Pick out every line in the listing below that contains the string "child", and copy each of those lines.
begin TASK MATERIAL
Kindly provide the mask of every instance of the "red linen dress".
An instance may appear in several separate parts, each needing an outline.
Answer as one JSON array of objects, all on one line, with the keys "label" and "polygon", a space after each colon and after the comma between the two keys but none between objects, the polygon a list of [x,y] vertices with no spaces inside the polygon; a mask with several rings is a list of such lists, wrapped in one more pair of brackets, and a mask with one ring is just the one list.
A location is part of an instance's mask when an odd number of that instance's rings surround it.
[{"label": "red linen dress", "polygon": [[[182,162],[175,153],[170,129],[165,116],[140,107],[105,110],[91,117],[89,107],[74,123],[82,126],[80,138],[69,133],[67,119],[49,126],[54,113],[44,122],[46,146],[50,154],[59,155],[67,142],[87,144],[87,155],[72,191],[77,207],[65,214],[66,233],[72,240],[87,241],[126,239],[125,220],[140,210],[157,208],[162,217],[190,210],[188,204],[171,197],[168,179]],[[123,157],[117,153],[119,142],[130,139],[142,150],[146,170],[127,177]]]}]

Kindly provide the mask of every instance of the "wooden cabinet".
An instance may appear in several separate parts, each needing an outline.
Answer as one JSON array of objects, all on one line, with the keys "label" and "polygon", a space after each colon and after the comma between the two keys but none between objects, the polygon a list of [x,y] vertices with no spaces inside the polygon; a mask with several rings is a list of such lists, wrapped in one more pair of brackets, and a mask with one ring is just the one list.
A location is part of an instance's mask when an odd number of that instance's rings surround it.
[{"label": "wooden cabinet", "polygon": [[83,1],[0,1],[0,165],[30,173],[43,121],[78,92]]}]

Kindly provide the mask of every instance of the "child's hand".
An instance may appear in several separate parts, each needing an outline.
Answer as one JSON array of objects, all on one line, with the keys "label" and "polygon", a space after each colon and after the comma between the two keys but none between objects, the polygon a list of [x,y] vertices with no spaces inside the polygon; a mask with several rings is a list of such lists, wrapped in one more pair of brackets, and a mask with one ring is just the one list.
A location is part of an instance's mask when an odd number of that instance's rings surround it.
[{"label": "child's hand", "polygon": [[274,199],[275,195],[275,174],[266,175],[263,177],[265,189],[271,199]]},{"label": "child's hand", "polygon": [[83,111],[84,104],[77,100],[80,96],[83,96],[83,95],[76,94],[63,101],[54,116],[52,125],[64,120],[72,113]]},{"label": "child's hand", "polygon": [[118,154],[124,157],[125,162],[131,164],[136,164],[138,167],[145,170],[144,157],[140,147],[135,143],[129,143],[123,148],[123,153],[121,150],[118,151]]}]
end TASK MATERIAL
EXERCISE ANSWER:
Kindly provide the mask of every instance of the "child's hand".
[{"label": "child's hand", "polygon": [[274,199],[275,195],[275,174],[266,175],[263,177],[265,189],[271,199]]},{"label": "child's hand", "polygon": [[83,111],[84,104],[77,100],[80,96],[83,96],[83,95],[76,94],[63,101],[54,116],[52,125],[64,120],[72,113]]},{"label": "child's hand", "polygon": [[118,154],[124,157],[125,162],[131,164],[136,164],[138,167],[145,170],[144,157],[140,147],[135,143],[129,143],[123,148],[123,153],[121,150],[118,151]]}]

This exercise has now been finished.